=== Section Start ===

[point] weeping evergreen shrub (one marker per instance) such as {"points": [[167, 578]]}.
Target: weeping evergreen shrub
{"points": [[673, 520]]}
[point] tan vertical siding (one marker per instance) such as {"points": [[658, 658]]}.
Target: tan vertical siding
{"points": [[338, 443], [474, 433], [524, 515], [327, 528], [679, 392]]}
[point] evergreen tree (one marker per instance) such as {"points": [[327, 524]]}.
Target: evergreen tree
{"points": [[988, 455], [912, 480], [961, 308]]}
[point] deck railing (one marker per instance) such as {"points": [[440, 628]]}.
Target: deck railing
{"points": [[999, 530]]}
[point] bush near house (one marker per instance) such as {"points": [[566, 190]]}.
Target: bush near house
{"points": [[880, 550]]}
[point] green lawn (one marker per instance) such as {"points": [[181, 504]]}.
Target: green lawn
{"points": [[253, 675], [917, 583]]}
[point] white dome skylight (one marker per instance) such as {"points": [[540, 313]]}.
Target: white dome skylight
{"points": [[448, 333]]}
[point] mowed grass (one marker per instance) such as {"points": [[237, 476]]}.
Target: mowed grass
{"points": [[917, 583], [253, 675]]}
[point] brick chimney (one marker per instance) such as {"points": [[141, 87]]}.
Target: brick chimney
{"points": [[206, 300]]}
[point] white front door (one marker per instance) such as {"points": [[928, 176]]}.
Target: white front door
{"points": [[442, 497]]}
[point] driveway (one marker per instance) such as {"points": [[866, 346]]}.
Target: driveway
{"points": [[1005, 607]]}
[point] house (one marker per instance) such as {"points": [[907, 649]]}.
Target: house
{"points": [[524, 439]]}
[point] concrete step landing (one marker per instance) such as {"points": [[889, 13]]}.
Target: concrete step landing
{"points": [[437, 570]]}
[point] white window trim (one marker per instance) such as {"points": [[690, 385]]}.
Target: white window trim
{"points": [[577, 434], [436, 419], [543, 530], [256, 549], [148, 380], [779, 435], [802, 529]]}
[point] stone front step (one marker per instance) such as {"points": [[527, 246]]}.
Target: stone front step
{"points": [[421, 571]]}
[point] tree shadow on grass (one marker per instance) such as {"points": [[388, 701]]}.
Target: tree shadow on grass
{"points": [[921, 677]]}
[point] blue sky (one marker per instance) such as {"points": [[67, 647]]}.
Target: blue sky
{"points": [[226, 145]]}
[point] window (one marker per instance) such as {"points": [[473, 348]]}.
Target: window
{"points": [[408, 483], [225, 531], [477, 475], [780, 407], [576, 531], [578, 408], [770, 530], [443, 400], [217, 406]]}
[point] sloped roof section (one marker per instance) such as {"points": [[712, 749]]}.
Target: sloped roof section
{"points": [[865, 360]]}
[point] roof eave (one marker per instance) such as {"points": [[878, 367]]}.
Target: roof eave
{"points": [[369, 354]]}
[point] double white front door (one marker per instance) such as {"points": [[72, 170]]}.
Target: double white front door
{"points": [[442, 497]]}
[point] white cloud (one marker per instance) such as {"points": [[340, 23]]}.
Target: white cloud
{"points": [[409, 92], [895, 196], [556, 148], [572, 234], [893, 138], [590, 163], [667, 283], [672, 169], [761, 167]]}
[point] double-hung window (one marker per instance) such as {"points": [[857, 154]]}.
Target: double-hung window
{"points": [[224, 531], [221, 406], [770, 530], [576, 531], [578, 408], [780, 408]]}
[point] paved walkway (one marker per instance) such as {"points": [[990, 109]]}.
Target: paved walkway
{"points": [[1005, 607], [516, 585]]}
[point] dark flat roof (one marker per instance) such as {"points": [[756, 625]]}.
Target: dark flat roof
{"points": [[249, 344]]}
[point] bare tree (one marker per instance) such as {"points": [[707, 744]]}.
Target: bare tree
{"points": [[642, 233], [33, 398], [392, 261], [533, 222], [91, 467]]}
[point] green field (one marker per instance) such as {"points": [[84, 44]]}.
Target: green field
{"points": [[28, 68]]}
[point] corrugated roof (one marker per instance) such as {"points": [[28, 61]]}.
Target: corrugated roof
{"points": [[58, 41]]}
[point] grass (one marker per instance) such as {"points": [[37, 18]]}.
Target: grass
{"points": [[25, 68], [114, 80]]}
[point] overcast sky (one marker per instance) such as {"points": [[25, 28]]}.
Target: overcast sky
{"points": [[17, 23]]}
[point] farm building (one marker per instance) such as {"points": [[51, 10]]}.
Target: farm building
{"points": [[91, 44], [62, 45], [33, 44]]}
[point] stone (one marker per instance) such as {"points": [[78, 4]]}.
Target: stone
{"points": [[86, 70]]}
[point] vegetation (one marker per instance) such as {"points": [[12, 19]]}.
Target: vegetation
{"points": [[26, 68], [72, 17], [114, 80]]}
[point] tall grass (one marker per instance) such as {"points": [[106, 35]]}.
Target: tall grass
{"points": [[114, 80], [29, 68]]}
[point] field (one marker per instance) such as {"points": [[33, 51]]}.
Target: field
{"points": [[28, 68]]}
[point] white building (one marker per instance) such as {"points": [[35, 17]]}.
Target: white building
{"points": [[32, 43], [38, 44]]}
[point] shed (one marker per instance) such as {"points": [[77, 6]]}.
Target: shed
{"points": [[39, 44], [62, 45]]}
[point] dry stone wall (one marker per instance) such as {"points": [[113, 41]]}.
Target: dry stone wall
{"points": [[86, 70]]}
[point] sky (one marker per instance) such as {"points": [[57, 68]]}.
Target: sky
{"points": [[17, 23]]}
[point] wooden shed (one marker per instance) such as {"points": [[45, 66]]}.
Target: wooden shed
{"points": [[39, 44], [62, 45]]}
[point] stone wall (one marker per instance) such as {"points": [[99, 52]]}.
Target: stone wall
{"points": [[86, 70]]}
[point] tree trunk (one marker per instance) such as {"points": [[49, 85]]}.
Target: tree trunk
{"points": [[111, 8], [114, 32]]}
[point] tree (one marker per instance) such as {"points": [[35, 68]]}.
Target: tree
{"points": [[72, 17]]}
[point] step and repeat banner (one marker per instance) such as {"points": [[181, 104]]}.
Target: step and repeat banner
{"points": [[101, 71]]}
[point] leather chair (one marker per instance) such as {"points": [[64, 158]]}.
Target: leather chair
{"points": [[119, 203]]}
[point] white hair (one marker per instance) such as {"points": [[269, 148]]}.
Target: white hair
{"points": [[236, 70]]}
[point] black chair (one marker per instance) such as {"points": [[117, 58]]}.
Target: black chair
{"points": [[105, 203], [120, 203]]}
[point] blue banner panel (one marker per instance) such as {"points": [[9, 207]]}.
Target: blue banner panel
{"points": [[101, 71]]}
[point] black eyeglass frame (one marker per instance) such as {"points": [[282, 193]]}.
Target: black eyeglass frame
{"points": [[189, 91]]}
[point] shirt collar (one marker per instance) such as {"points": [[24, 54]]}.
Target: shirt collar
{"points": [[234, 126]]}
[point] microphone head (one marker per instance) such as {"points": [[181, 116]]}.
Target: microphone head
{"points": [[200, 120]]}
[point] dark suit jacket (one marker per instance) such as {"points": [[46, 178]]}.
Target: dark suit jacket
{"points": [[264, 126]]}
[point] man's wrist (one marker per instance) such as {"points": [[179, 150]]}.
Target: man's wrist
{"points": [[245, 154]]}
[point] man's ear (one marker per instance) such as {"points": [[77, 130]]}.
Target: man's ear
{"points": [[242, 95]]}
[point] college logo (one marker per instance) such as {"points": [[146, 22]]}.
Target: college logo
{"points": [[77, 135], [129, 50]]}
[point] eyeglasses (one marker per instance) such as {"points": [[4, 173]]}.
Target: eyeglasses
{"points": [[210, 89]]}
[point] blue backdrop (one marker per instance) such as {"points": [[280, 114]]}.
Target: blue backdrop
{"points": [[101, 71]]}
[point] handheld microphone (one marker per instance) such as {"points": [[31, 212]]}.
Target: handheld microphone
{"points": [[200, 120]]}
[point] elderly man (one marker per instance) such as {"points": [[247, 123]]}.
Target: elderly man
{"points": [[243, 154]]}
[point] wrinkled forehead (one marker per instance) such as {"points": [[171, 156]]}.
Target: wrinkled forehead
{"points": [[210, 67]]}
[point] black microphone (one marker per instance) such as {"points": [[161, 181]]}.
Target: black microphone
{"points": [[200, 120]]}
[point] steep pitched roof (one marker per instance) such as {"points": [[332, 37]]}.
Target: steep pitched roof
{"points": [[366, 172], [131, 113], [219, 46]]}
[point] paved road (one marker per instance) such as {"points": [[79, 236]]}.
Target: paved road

=== Section End ===

Work task:
Copy every line in the listing above where the string "road" turns up.

Worked solution:
[point] paved road (one marker per instance) such as {"points": [[79, 236]]}.
Target: paved road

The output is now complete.